— Material supplied —

= = =

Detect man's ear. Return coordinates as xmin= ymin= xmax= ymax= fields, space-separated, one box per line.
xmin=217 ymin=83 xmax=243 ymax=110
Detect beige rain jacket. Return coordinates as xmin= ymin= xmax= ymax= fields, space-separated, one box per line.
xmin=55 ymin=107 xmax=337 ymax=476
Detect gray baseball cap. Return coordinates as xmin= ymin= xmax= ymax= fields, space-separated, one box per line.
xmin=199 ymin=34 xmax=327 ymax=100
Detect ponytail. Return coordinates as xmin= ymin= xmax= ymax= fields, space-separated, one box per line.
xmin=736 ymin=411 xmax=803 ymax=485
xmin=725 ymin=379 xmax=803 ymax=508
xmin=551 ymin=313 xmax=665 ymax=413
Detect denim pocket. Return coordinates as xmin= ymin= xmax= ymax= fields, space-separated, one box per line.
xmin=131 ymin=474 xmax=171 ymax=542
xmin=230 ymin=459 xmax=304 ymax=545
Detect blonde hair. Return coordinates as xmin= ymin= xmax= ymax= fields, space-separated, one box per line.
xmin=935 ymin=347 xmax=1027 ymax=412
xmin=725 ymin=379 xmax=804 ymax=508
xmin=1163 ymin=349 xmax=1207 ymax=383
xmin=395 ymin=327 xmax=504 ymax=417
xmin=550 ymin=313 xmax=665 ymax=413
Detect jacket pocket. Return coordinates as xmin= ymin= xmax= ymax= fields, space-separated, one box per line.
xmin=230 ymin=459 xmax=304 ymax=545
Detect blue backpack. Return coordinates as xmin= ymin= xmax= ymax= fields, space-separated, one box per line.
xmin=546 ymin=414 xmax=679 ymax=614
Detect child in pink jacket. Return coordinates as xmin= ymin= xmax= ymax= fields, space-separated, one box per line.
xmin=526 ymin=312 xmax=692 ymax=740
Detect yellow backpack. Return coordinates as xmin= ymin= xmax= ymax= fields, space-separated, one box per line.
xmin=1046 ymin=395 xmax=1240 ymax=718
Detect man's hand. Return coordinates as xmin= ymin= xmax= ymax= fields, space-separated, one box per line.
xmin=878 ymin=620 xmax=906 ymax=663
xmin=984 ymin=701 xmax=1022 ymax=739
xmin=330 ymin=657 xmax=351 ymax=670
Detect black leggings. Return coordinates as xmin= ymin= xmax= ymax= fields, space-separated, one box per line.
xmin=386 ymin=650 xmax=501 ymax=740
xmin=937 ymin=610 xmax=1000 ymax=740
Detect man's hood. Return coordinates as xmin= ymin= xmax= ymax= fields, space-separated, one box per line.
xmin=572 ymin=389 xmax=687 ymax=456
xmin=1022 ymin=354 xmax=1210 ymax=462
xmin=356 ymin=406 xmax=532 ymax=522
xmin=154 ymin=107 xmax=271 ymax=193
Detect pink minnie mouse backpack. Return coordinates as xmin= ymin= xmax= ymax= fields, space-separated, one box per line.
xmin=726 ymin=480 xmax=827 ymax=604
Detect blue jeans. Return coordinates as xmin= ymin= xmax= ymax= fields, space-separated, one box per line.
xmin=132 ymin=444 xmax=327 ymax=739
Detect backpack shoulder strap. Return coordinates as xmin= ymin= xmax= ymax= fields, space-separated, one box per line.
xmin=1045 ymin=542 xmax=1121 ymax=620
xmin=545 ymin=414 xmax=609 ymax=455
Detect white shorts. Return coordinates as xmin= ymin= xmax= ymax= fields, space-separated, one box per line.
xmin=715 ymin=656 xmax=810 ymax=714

= = =

— Exercise aim —
Would you quote, exactly and only, the lines from the one containing "Detect backpack shoulder" to the end of the entries?

— Task output —
Detect backpack shoulder strap. Return coordinates as xmin= ymin= xmax= ymax= fields, space-separated, one box per line.
xmin=1045 ymin=542 xmax=1121 ymax=620
xmin=545 ymin=414 xmax=609 ymax=455
Detect white shorts. Return coordinates as xmin= ymin= xmax= ymax= fields, space-separated, one box per line.
xmin=715 ymin=656 xmax=810 ymax=714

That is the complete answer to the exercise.